文章原文:
★ ★ ★

越來越多的信息顯示,傳銷、假藥、三無保健品、理財騙局甚至邪教盛行的地區和人群都是重疊的。這些現象背后的心理都是同構的,都源于相信財富、健康、精神安寧可以通過偶然發現一次機會而空手套白狼的底層哲學。但父親的屢屢“中招”,卻讓我難以如此“刻薄”地評價——他正直又樂善好施,一生沒有被人用“貪小便宜”形容過。一旦一個空泛的人群具象化為父母,事情就出現了更細膩的解釋需求。
就像父母并不能掌握成年兒女的行蹤,絕大多數兒女也沒有充分了解父母的社交圈子和社交主題,這種疏隔在分散在兩地的兩代人身上體現得更為明顯。現實情況是:對分布在三、四線城市和小城鎮的老人而言,如果他要讀書,很少有社區圖書館或讀書會;要聽講座,也罕有不賣藥、不賣理療儀、不推銷理財產品的。能選擇的社交和文化活動屈指可數,除了廣場舞,就是這些以理財產品、“線上投資”、保健品買賣為主題的松散集會。
借著這些活動,鄰里間有了聊天話題,老朋友間有了聚在一起喝酒的機會。代理商組織的觀摩活動變成了鄰居一起短途出游的契機,產品推銷現場成了休閑和社交的場所。精明的老人會講述如何防騙;上過當的父母們會訴苦,聽朋友們的安慰。這些瑣碎的交流構建了他們的社交,使日常生活不僅是對著電視打盹、盼兒女的一個電話,或者是等著孫輩的寒暑假到來。

★ ★ ★

資料條目:
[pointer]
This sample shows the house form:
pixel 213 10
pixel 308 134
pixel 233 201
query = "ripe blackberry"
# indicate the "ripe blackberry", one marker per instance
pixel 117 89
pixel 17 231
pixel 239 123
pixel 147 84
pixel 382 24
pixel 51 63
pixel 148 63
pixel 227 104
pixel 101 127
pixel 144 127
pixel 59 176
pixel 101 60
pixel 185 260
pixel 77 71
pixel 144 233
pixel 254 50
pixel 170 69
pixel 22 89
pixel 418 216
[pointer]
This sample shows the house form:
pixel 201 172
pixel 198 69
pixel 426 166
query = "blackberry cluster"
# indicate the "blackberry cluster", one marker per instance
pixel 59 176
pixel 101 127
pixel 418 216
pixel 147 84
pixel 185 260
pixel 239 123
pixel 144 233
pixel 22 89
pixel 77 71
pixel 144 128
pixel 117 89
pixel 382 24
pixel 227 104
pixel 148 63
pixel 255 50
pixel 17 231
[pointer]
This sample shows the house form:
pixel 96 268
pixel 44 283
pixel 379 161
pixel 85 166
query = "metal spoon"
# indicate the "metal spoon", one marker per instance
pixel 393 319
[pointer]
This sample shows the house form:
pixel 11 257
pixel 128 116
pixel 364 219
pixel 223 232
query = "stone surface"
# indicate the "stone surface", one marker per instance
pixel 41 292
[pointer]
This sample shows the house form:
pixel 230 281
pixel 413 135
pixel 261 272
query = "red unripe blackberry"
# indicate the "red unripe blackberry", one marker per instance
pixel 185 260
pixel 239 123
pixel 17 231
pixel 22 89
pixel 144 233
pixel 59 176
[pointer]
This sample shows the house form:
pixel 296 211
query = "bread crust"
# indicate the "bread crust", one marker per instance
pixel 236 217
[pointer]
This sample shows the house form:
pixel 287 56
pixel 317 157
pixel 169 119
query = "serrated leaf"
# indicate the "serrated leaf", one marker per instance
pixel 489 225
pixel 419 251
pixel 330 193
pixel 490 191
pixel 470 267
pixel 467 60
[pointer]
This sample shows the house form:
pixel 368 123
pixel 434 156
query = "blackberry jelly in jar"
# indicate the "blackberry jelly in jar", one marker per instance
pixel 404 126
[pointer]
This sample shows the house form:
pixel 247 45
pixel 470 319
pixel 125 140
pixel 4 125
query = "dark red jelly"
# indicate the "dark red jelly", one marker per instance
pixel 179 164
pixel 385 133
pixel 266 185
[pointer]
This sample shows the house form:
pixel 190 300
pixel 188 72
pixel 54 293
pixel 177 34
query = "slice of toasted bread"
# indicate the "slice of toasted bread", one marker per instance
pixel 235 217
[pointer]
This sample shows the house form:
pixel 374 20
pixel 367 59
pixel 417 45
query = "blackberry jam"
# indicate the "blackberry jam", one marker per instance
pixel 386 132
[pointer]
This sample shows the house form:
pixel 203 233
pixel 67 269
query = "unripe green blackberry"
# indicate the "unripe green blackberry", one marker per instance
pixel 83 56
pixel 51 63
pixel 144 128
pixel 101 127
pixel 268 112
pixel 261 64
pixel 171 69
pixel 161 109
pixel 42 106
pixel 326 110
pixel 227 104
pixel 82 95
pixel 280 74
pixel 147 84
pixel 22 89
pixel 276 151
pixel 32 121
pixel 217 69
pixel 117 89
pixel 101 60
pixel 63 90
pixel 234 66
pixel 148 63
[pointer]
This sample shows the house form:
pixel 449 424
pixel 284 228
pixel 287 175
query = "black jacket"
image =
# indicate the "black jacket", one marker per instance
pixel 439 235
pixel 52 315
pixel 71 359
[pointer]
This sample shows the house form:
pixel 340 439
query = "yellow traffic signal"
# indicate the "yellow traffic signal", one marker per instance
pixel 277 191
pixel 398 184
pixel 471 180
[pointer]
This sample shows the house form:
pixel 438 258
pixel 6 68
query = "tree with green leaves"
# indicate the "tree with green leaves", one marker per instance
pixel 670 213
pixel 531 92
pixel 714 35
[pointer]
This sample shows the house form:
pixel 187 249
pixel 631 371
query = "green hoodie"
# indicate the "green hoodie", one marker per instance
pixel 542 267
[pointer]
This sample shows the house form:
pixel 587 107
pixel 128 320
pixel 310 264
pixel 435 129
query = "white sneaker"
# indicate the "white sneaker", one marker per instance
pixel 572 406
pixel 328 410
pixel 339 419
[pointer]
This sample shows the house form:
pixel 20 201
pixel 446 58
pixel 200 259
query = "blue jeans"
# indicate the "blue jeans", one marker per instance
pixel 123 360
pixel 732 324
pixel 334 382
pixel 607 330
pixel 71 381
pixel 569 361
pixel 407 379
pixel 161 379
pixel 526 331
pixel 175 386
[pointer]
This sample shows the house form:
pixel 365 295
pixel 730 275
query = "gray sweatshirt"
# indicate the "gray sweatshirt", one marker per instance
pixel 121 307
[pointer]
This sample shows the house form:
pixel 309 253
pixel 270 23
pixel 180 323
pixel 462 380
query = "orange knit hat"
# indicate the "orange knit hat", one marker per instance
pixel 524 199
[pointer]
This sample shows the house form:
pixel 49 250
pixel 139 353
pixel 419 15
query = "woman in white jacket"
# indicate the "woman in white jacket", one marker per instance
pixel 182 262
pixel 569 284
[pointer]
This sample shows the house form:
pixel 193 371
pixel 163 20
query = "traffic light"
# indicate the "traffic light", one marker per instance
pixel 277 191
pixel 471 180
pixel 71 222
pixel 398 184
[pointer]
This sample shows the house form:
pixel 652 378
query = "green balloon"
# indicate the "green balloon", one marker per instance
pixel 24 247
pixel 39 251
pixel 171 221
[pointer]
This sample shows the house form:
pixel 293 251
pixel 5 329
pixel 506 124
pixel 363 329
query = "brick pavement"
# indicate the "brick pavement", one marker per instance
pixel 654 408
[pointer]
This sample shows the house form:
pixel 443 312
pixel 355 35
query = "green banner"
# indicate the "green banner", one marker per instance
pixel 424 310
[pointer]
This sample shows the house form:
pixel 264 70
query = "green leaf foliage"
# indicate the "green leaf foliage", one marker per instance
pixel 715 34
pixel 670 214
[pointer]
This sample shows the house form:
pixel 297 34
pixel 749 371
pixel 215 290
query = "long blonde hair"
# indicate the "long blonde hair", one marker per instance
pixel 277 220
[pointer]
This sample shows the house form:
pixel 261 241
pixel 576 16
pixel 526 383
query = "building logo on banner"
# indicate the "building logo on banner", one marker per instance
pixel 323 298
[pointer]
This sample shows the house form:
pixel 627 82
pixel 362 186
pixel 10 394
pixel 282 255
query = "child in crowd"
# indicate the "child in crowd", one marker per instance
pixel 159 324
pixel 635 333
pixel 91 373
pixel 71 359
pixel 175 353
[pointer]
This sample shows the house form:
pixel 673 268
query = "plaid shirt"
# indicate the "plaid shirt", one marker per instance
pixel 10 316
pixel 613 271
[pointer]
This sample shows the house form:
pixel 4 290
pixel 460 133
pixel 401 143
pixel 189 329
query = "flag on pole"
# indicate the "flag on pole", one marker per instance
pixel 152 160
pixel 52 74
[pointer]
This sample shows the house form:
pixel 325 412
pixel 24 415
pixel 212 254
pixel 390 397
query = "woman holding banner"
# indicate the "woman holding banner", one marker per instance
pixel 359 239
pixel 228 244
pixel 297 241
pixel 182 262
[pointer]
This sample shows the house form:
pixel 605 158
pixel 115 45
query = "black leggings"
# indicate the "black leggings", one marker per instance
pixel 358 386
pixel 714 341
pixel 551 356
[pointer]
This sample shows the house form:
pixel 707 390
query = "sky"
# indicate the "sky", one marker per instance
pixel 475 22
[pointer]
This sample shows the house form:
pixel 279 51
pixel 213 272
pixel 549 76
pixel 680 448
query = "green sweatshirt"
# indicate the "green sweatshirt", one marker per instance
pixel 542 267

★ ★ ★

作答說明:
(a) 請從上面那篇談老人社交與騙局的文章中,原封不動地摘錄一段文字,從「就像父母并不能掌握成年兒女的」開始,一直延續到「或者是等著孫輩的寒暑假到來。」為止。
(b) 接著那篇談老人社交與騙局的文章最後一句往下續寫。

參考答案:
(a)
就像父母并不能掌握成年兒女的行蹤,絕大多數兒女也沒有充分了解父母的社交圈子和社交主題,這種疏隔在分散在兩地的兩代人身上體現得更為明顯。現實情況是:對分布在三、四線城市和小城鎮的老人而言,如果他要讀書,很少有社區圖書館或讀書會;要聽講座,也罕有不賣藥、不賣理療儀、不推銷理財產品的。能選擇的社交和文化活動屈指可數,除了廣場舞,就是這些以理財產品、“線上投資”、保健品買賣為主題的松散集會。
借著這些活動,鄰里間有了聊天話題,老朋友間有了聚在一起喝酒的機會。代理商組織的觀摩活動變成了鄰居一起短途出游的契機,產品推銷現場成了休閑和社交的場所。精明的老人會講述如何防騙;上過當的父母們會訴苦,聽朋友們的安慰。這些瑣碎的交流構建了他們的社交,使日常生活不僅是對著電視打盹、盼兒女的一個電話,或者是等著孫輩的寒暑假到來。

(b)
在生日和節日送禮物、給父母訂雜志買書,在他們來和你相聚的日子里,帶他們去看電影、話劇、主題展覽——我相信我們都在這樣做。但這些,仍然是外在于他們的生活的,是一種日常生活中的偶然“脫軌”。在他們自己的朋友圈,保健品、理療儀和理財產品的討論是一種“主流”,既生產著生活的興奮點,又包含著“我們同屬一個社群”的社交安全感。
所以,在經歷了幾次花錢買教訓的事情之后,我不再傾向于“說服”父親,而是請他確定一個參與度的上限,并把投入的錢看做是他支付他社交生活的成本。這種潛在向騙子們示弱的方法,當然不是最好的,但對一個整月只給父母打一次電話、全然無力給他們提供新的文化生活的兒女,還有資格居高臨下地說服誰嗎?(劉 白)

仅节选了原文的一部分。